● READING PASSAGE:
# # # # #

Cylindrical is written like this: $\begin{bmatrix}x \\y\\z\end{bmatrix} = g\left(\begin{bmatrix}r\\ \theta \\ z\end{bmatrix}\right) = \begin{bmatrix}r\cos(\theta)\\ r\sin(\theta) \\ z\end{bmatrix}$ $$\text{The jacobian equals } \begin{bmatrix}\dfrac{\partial}{\partial r} & \dfrac{\partial}{\partial \theta} & \dfrac{\partial}{\partial z}\end{bmatrix} = \begin{bmatrix}\cos(\theta) & -r\sin(\theta) & 0 \\ \sin(\theta) & r\cos(\theta) & 0 \\ 0 & 0 & 1\end{bmatrix}$$ The determinant of this equals $r(\cos^2(\theta) + \sin^2(\theta)) = r$ Now, let's do a practice problem: $$\text{Calculate} \iiint\limits_{V} y$$ V is the region below the plan $z = x$ and between the cylinders $x^2 + y^2 = 1$ and $x^2 + y^2 = 9$. We know that the region looks like a washer: a circle with a circle cut out inside. So, $1 \leq r \leq 3$ and $0 \leq \theta \leq 2\pi$. Finally, $0 \leq z \leq r\cos(\theta)$.

Let's quickly go back to our Change of Variables Theorem. We have a function $g(r, \theta, z) \to (x,y,z)$. It's important to remember that by the definition of the Change of Variables Theorem, $g: U \to \mathbb{R}^n$, so it must be of the form (x,y,z) = g(something).

# # # # #

● GIVEN INSTRUCTION 1: Recast everything in the records from the line containing "[mask] outline grassy hillside" down to the end of the records as a numbered list, leaving out blank lines.

● DATA SUPPLIED:
# # # # #

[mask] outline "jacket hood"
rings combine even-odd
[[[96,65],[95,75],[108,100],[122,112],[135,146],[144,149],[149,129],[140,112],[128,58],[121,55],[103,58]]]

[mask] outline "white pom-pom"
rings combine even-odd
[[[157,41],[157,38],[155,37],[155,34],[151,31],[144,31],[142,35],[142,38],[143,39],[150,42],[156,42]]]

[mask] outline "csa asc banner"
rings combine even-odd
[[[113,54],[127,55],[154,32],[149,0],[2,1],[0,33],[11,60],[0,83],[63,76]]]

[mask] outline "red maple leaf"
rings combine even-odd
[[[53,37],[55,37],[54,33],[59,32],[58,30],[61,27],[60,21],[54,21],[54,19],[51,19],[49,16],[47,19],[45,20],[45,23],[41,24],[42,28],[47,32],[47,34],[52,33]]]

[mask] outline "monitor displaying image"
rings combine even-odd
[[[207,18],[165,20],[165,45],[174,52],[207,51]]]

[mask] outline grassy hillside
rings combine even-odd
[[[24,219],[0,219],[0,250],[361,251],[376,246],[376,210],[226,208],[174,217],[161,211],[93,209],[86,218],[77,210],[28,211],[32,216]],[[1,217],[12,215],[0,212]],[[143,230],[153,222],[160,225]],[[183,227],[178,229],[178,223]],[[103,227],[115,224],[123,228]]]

# # # # #

● GIVEN INSTRUCTION 2: According to the passage on cylindrical coordinates, what does the determinant of the Jacobian equal?

● RESPONSE 1:
1. [mask] outline grassy hillside
2. rings combine even-odd
3. [[[24,219],[0,219],[0,250],[361,251],[376,246],[376,210],[226,208],[174,217],[161,211],[93,209],[86,218],[77,210],[28,211],[32,216]],[[1,217],[12,215],[0,212]],[[143,230],[153,222],[160,225]],[[183,227],[178,229],[178,223]],[[103,227],[115,224],[123,228]]]

● RESPONSE 2: It equals r.